*** Record extracts ***

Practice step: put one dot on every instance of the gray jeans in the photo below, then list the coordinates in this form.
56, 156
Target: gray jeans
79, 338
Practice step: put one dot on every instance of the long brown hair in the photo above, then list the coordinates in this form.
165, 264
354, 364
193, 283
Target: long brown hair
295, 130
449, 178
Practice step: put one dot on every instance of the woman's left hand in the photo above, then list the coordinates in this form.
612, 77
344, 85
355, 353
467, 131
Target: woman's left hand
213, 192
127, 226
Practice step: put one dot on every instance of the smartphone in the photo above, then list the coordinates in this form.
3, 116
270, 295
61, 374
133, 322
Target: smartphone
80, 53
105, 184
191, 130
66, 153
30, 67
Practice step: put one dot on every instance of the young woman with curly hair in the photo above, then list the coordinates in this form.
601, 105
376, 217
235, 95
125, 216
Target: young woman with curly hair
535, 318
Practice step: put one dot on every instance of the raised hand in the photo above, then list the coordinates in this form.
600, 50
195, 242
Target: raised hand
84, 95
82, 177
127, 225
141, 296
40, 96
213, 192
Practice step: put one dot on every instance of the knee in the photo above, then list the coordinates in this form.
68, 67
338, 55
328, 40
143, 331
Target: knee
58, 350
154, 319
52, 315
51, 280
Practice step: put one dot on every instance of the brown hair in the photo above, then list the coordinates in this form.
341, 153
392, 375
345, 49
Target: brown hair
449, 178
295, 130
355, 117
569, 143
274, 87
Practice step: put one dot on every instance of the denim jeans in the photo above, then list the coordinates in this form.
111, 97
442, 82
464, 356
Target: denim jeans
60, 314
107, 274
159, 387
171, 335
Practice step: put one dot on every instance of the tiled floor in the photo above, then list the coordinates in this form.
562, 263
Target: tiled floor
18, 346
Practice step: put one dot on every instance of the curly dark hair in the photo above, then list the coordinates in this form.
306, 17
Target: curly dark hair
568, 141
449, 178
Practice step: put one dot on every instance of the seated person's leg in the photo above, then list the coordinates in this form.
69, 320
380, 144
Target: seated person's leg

***

Work instructions
Go through the material above and state how many lines hold the word "form". Give only the number.

Expected answer
12